Garlic or Onion Allergy

If you are allergic to foods like milk and wheat, just a look at the label can tell you if that allergen is inside certain foods. However, if you have an allergy or intolerance to plants such as garlic or onions, it can more difficult to stay away from. This is because these plants are often found in their powdered, diced, or oil form in many processed products like prepackaged foods, marinades, and sauces. Because of this, the minute amount of flavoring added may not be easy to find on ingredient lists or labels. Learning more about garlic or onion allergies can help you to stay safer during meal and snack time if you have such an allergy or intolerance.

Garlic and onion allergy or intolerance

Garlic is an edible bulb in the lily family also known as Allium sativum. It has been used for many years as a dietary supplement.  Research shows that a certain type of alliin lyase is the major IgE binding protein in individuals allergic to garlic. Anaphylaxis, hives, itching, sneezing, nausea and vomiting, and dermatitis are some symptoms of an allergic reaction to garlic.

Others may be intolerant to garlic and sensitive to the fructo-oligosaccharides in garlic, which are a type of fructan. Fructans are an indigestible carbohydrate that cannot be broken down through digestion in humans. Some people experience symptoms such as abdominal cramping, gas, or bloating after consuming garlic. However, since fructans are water-soluble, those who are sensitive to fructans can still consume garlic infused oils safely.

If someone has a garlic allergy or intolerance, then they may also be allergic or intolerant to similar plants like leeks, shallots, chives, and onions too. This is because these vegetables contain similar proteins and compounds that you may be sensitive too. When someone is allergic to vegetables with similar proteins, this is called cross reactivity.

Onion, or Allium cepa L., is also in the Liliaceae family and is a versatile vegetable that has been consumed widely for its flavor and potential health benefits.  Some of these perceived health benefits are thought to originate from the antioxidant compounds quercetin and anthocyanins found in onions. Like garlic, symptoms of an onion allergy may include symptoms such as itching or hives, and an intolerance usually involves digestive symptoms.

▶ REQUIRED ACTION:
Decide whether each statement below agrees with the text on garlic and onion allergy, answering yes or no and quoting the words from the text that settle it. 1. Fructans can be broken down through digestion in humans. 2. People sensitive to fructans can safely consume garlic infused oils. 3. Onion belongs to the Liliaceae family.

▶ DATA PROVIDED:
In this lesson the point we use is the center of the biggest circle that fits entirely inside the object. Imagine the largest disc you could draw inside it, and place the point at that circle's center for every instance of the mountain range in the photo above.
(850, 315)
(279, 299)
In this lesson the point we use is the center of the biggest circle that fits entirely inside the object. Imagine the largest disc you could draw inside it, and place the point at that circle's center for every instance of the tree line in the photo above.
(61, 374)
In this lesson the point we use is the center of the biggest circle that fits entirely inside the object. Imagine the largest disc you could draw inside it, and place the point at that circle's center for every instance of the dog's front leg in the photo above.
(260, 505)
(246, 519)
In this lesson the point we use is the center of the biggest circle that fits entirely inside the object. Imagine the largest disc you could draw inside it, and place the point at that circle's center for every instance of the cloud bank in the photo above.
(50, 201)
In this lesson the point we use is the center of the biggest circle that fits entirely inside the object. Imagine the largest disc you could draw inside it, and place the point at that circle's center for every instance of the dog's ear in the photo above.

▶ THE ANSWER:
1. No: "Fructans are an indigestible carbohydrate that cannot be broken down through digestion in humans."
2. Yes: "those who are sensitive to fructans can still consume garlic infused oils safely."
3. Yes: "Onion, or Allium cepa L., is also in the Liliaceae family"